Written request:
Locate each line in the items that contains the string "curtain", and copy those lines.

[Entries from a point annotation set]
((

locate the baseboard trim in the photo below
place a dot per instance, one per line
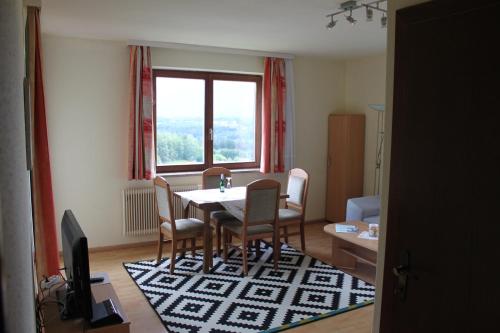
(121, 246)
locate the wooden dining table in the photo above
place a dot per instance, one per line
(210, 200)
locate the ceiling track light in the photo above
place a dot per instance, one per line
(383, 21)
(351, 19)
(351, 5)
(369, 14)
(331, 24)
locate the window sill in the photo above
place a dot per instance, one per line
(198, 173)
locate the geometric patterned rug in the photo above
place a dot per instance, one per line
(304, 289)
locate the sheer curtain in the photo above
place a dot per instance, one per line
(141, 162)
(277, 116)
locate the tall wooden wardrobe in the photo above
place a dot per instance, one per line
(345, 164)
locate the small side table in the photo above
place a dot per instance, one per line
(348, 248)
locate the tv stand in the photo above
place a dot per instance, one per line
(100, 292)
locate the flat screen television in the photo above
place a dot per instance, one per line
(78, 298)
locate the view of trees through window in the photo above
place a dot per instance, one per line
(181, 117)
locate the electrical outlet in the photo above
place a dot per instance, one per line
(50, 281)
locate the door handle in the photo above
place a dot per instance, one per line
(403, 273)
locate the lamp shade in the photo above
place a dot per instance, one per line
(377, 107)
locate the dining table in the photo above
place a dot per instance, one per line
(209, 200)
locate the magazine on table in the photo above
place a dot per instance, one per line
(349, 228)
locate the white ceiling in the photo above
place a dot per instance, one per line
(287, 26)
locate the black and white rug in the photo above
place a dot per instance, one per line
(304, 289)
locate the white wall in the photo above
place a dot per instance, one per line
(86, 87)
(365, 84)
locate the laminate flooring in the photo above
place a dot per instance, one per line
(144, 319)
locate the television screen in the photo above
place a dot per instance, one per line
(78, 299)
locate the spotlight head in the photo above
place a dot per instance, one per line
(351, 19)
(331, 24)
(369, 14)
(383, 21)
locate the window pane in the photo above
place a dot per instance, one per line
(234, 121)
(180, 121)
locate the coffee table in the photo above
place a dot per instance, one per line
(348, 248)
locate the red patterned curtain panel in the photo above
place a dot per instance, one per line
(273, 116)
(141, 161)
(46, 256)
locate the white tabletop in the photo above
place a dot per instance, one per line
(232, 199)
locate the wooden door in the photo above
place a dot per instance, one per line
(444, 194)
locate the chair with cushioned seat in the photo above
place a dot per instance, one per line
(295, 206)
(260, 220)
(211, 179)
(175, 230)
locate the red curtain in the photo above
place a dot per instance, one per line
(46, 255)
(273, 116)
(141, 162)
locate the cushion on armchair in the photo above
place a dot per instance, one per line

))
((

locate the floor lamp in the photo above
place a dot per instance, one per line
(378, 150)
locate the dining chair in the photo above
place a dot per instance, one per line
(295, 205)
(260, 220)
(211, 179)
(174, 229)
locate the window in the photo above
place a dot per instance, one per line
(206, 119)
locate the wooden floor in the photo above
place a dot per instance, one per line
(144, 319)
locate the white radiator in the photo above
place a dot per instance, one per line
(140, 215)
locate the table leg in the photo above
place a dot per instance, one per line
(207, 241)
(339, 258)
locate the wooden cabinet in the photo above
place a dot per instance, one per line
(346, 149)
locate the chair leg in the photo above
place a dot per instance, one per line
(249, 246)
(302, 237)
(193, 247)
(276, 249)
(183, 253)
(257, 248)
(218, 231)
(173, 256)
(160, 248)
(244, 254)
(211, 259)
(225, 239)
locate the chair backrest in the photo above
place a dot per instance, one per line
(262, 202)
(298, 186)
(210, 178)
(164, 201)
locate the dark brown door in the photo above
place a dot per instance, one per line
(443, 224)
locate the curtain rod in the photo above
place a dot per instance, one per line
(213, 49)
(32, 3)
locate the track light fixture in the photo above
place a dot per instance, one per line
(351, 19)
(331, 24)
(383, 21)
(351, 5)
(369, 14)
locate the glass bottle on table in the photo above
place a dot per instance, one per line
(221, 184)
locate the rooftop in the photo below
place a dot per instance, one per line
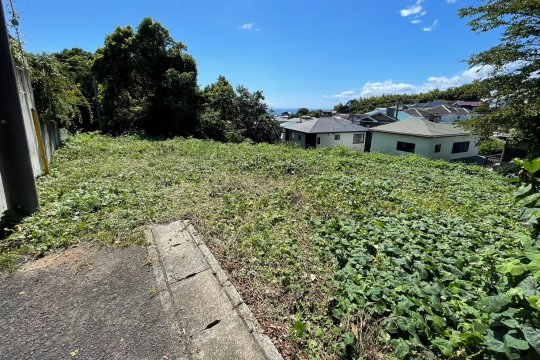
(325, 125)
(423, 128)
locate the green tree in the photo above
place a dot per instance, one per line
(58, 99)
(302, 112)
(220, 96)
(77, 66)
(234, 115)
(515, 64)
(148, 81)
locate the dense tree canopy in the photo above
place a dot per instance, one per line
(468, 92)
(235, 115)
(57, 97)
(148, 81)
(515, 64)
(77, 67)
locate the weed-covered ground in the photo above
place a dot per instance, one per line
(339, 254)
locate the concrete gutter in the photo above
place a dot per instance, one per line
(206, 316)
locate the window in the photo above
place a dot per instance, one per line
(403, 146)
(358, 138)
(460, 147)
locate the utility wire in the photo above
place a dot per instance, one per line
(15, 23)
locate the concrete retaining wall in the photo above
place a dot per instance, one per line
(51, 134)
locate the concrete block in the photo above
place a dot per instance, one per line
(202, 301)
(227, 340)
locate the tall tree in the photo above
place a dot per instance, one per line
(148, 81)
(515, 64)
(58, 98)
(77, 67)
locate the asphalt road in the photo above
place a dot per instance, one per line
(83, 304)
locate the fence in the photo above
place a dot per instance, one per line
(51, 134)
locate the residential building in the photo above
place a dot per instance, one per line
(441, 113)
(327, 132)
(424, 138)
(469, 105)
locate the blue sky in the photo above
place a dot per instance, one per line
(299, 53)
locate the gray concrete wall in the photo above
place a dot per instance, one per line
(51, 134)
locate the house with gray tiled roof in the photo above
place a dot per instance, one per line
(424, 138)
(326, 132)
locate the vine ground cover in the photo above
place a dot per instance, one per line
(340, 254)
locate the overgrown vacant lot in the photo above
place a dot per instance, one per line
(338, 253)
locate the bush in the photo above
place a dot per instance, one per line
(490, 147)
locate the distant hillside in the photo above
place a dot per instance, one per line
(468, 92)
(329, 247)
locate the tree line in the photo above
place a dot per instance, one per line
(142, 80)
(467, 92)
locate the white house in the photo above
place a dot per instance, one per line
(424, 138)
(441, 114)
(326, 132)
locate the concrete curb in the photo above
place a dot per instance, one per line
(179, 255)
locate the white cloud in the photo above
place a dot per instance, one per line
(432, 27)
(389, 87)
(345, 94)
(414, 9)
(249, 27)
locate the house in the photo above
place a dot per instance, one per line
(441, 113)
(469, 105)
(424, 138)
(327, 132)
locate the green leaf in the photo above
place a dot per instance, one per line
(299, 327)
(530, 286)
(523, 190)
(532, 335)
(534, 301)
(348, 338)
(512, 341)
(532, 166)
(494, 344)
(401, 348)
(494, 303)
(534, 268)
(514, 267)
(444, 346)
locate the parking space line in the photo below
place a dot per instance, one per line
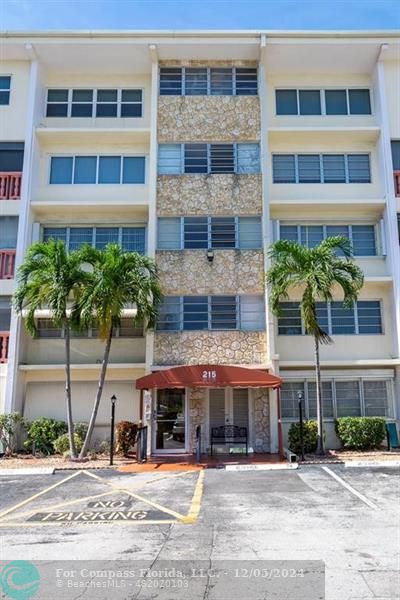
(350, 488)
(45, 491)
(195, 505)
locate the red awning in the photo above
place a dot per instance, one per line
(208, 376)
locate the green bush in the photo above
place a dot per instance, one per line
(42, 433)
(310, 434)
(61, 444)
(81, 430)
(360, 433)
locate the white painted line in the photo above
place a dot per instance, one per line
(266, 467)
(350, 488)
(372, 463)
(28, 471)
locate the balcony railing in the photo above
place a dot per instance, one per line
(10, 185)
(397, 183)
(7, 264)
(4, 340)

))
((

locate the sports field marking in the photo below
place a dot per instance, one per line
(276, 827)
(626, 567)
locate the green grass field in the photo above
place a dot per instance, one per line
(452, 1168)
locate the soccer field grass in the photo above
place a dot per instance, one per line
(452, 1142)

))

Solution for this task:
locate the sheer curtain in the photo above
locate the red patterned curtain panel in the photo above
locate the red curtain in the photo above
locate the curtain rod in the photo above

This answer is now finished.